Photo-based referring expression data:

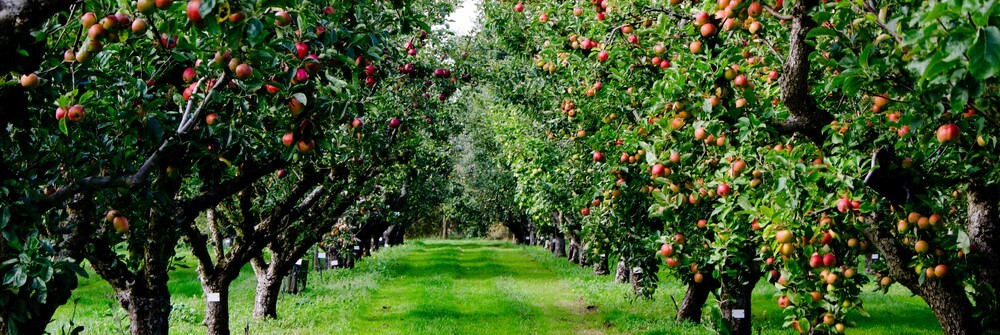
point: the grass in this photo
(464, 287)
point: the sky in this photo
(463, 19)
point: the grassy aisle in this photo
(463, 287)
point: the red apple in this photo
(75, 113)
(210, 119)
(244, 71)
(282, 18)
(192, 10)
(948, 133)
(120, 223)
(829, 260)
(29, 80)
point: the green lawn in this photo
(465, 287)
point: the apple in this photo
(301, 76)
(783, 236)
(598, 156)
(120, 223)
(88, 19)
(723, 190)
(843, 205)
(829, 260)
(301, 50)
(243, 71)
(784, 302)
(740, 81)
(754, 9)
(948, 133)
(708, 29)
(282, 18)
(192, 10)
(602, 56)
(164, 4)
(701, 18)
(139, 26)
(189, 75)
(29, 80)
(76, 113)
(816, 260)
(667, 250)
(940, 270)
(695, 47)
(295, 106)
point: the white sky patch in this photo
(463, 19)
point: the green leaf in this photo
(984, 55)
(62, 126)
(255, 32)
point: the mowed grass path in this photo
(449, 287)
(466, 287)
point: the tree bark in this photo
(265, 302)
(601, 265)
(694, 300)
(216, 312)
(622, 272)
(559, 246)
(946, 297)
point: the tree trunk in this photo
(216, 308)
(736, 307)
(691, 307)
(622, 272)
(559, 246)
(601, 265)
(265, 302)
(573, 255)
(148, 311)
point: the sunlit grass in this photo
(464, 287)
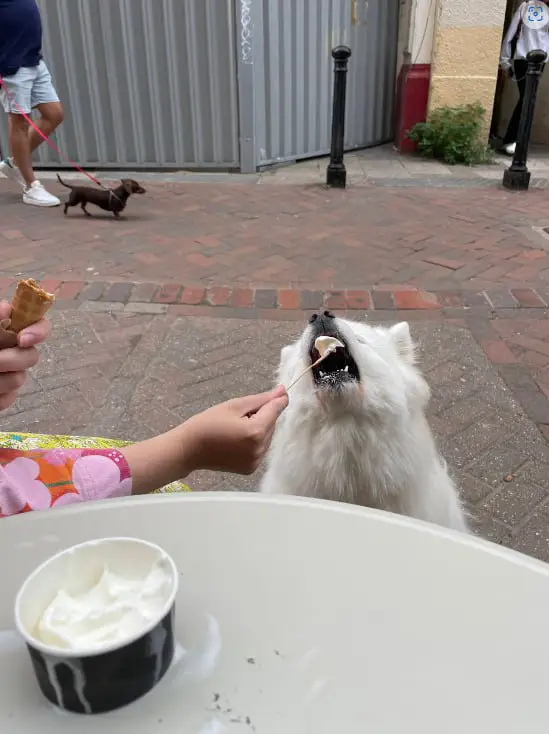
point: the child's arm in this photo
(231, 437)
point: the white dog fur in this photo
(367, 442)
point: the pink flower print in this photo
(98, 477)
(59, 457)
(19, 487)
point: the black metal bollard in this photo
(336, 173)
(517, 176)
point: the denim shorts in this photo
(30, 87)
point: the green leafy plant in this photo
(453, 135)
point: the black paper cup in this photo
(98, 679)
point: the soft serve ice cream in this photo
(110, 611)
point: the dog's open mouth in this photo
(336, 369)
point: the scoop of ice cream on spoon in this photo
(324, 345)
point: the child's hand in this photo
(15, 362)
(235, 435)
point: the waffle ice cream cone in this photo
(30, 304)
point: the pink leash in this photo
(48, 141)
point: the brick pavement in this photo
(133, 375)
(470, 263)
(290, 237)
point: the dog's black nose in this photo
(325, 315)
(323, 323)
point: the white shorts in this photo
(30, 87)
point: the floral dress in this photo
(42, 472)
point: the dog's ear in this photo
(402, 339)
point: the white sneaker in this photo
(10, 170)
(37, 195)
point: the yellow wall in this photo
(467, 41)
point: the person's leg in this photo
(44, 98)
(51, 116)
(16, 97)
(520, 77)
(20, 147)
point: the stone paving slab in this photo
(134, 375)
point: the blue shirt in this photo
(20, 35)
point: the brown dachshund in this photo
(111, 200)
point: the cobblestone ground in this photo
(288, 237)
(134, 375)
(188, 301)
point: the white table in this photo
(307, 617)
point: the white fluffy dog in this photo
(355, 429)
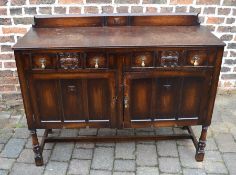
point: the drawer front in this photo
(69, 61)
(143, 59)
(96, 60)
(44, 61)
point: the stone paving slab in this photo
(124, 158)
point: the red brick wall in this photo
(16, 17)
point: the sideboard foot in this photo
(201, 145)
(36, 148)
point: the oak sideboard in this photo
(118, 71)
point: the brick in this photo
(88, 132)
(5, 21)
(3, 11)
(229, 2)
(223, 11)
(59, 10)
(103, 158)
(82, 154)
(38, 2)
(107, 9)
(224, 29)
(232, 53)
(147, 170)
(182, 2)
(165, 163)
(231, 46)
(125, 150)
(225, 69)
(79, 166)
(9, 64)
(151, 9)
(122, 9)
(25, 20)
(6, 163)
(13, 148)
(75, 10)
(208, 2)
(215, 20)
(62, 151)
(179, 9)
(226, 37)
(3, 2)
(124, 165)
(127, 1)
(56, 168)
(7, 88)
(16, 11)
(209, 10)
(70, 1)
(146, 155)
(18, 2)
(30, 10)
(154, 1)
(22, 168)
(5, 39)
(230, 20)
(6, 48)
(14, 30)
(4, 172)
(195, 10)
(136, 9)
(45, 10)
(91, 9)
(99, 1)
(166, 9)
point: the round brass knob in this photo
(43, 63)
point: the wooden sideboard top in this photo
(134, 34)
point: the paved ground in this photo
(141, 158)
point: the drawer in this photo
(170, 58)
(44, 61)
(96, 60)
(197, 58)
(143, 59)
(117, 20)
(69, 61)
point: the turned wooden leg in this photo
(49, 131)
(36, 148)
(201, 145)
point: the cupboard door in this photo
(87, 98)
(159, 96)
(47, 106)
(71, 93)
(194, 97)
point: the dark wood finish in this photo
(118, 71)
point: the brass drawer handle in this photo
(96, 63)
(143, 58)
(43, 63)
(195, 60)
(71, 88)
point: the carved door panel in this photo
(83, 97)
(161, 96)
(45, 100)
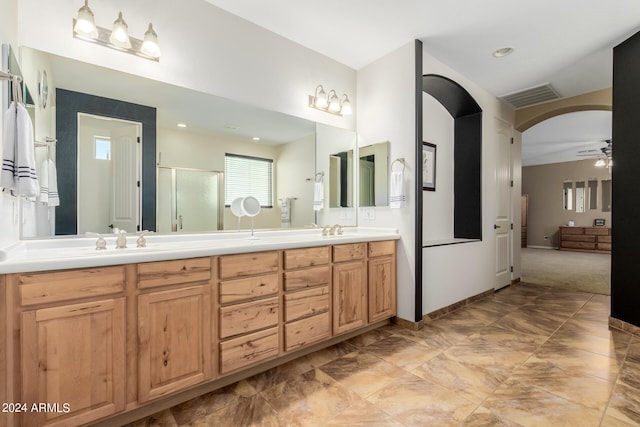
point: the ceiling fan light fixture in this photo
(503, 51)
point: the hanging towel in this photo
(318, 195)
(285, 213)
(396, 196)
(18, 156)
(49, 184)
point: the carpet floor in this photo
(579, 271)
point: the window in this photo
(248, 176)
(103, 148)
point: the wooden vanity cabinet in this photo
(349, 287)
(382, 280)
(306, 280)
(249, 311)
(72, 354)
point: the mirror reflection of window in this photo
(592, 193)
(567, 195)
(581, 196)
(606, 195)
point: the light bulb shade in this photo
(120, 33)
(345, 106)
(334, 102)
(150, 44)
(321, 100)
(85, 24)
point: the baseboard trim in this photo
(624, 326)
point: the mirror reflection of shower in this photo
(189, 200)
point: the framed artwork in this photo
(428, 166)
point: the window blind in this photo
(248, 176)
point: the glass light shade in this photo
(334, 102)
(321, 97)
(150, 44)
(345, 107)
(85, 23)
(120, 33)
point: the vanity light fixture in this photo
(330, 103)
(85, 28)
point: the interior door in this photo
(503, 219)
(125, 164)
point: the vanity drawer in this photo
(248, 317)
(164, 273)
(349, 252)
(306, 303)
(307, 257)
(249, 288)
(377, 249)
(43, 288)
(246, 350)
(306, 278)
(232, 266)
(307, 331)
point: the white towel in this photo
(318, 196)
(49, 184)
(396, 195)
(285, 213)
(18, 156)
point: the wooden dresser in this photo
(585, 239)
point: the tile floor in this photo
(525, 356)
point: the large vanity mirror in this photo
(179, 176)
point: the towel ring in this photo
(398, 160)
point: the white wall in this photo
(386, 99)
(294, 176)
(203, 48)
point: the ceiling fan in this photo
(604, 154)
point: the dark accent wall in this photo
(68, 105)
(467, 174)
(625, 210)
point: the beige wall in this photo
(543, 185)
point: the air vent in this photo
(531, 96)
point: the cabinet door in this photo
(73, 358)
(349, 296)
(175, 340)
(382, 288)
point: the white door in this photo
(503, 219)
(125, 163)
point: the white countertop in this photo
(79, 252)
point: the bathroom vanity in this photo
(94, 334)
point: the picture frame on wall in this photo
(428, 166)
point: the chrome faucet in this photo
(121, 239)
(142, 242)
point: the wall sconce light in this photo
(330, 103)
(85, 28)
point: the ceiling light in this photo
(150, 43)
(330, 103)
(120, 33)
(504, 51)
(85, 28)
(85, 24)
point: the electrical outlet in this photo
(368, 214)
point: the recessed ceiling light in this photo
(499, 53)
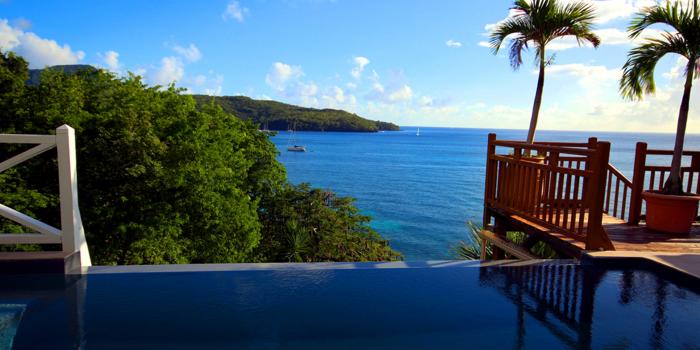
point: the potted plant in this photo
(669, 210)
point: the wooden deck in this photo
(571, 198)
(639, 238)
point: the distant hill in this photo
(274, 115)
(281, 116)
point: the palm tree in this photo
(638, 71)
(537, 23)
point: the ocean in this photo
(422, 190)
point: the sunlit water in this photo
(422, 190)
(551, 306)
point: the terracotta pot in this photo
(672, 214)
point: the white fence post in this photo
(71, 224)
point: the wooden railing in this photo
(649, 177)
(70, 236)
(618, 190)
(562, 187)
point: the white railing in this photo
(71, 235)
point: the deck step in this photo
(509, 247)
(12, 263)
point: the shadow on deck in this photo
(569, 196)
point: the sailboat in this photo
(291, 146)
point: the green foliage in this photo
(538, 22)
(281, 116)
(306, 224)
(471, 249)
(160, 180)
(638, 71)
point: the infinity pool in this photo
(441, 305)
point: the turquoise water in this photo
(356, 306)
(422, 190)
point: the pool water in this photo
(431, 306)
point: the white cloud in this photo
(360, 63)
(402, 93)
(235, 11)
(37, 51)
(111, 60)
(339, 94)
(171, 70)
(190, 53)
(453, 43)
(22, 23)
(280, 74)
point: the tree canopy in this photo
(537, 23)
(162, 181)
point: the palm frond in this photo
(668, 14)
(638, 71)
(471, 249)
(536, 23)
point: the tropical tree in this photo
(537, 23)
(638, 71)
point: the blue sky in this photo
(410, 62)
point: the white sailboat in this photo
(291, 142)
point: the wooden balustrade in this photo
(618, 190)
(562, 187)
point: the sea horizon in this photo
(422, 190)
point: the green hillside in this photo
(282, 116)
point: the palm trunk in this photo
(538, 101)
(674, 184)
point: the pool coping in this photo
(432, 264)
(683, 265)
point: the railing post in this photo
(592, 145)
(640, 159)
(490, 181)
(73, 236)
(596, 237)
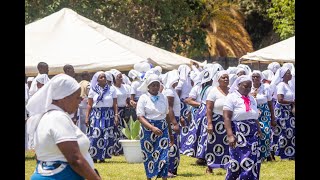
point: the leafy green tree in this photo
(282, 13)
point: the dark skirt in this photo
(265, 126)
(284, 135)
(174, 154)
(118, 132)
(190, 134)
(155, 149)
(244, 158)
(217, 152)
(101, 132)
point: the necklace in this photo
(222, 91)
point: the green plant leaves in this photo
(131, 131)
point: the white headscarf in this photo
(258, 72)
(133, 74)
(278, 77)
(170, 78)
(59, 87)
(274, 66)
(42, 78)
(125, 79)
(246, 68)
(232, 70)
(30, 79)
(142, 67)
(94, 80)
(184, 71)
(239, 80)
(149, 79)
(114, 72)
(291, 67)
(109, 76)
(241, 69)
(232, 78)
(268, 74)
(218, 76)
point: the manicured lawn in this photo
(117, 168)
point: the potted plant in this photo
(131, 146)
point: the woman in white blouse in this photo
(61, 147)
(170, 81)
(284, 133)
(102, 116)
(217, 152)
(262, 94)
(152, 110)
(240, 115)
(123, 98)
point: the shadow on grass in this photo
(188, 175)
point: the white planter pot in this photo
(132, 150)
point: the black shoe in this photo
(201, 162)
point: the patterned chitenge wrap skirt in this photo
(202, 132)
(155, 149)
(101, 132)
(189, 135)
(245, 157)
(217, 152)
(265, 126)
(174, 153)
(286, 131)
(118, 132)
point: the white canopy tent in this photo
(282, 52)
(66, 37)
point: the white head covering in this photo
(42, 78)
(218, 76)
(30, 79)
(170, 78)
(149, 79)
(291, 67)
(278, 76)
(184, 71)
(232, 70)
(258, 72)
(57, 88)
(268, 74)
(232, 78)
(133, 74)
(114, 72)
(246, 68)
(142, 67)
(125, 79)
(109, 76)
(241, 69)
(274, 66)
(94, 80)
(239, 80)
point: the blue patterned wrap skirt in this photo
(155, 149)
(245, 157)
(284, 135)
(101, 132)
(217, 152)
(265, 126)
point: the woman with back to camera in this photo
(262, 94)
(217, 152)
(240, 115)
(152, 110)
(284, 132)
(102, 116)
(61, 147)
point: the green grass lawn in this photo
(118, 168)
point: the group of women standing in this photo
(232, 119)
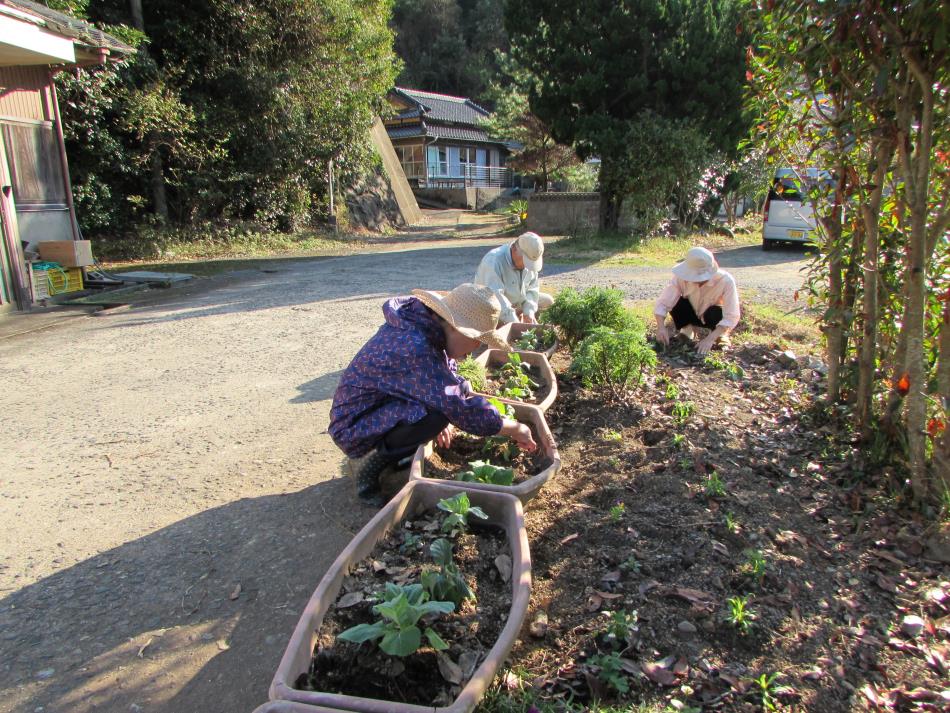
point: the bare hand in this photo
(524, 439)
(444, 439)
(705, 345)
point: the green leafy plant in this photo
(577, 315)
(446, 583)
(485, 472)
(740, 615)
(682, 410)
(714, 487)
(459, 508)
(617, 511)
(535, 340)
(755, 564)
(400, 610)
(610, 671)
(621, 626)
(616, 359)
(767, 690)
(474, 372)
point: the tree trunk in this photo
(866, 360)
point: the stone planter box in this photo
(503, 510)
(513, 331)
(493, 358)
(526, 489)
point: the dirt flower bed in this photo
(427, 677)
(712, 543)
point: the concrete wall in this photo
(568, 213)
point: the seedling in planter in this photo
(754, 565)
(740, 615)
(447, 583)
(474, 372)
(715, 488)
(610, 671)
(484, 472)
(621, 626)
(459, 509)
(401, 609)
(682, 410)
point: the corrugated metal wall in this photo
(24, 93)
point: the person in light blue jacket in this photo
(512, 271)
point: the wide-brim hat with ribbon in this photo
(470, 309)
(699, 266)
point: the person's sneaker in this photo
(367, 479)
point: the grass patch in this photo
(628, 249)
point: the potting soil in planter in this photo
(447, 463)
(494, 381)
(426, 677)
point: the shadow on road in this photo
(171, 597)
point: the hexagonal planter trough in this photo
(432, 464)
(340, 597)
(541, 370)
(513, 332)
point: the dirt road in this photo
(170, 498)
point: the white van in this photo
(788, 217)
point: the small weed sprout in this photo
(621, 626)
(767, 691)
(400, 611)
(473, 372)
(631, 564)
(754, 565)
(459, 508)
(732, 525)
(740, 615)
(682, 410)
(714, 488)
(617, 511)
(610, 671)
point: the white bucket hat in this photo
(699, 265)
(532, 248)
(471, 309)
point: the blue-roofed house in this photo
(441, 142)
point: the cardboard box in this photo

- _Exercise goal_
Reproduce the lines from the one containing "point: the blue-roofed house in this photo" to the end of the entries, keeping both ends and adding nothing.

- _Answer to the problem_
point: the blue-roofed house in this photo
(441, 142)
point: the cardboard box in this photo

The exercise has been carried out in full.